Gerade bei weiblich gelesenen Personen wird AD[H]S oft falsch, gar nicht oder viel zu spät diagnostiziert. Momentan könnte der Eindruck in den sozialen Medien gewonnen werden, dass es sich um eine „Modediagnose“ handelt. Jedoch stimmt dies meiner Meinung nach gar nicht. Zum Einen ist mittlerweile bekannt, dass AD[H]S nicht nur kleine Jungs betrifft, sondern auch erwachsene Menschen von den vielfältigen Ausprägungen betroffen sind, zum Anderen nutzt die Forschung wohl auch zwischenzeitlich andere Ansätze. Jedoch ist es so, dass Diagnostik- und Therapieplätze deutlich zu wenig für den enormen Bedarf sind. Eine Bekannte aus dem Großraum Stuttgart hatte die Diagnostik schlussendlich in Rheinland-Pfalz!

Dennoch lässt sich ADHS relativ zuverlässig feststellen und von altersgemäßem Benehmen unterscheiden. Dies ist von großer Bedeutung, da die Krankheit möglichst frühzeitig erkannt und behandelt werden sollte, unter anderem weil anscheinend ein Zusammenhang zwischen ADHS und anderen Erkrankungen besteht. Neben Angststörungen, Depressionen und der Entwicklung einer antisozialen Persönlichkeit, die gesellschaftliche Regeln missachtet, zählt hierzu die Sucht.

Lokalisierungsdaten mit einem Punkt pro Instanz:
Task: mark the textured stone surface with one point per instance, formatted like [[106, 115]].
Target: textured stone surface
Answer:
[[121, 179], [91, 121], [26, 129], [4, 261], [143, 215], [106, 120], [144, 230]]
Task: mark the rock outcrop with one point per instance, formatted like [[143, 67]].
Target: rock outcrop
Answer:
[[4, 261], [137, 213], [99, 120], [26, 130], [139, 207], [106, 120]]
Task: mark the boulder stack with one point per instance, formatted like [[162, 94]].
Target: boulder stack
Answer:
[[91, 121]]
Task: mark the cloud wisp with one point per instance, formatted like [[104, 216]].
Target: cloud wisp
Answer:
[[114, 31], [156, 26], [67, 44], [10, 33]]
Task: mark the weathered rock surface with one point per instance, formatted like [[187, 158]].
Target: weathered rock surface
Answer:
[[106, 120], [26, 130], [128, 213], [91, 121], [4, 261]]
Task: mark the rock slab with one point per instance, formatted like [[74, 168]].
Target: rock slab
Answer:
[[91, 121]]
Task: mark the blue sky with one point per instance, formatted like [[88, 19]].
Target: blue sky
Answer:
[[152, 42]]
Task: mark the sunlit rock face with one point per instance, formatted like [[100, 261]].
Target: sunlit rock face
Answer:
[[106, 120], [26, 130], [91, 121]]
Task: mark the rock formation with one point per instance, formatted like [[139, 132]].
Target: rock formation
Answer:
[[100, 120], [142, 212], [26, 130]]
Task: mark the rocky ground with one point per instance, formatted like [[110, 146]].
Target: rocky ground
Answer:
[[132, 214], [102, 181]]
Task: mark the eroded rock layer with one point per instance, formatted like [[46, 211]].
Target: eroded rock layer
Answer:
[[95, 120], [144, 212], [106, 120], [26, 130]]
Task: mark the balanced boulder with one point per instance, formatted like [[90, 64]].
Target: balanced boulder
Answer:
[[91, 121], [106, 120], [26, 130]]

**Was verlangt wird**
Entnimm dem Textabschnitt über AD[H]S wortgetreu die Stelle von "Dennoch lässt sich" bis einschließlich "hierzu die Sucht.".

**Schriftliche Antwort**
Dennoch lässt sich ADHS relativ zuverlässig feststellen und von altersgemäßem Benehmen unterscheiden. Dies ist von großer Bedeutung, da die Krankheit möglichst frühzeitig erkannt und behandelt werden sollte, unter anderem weil anscheinend ein Zusammenhang zwischen ADHS und anderen Erkrankungen besteht. Neben Angststörungen, Depressionen und der Entwicklung einer antisozialen Persönlichkeit, die gesellschaftliche Regeln missachtet, zählt hierzu die Sucht.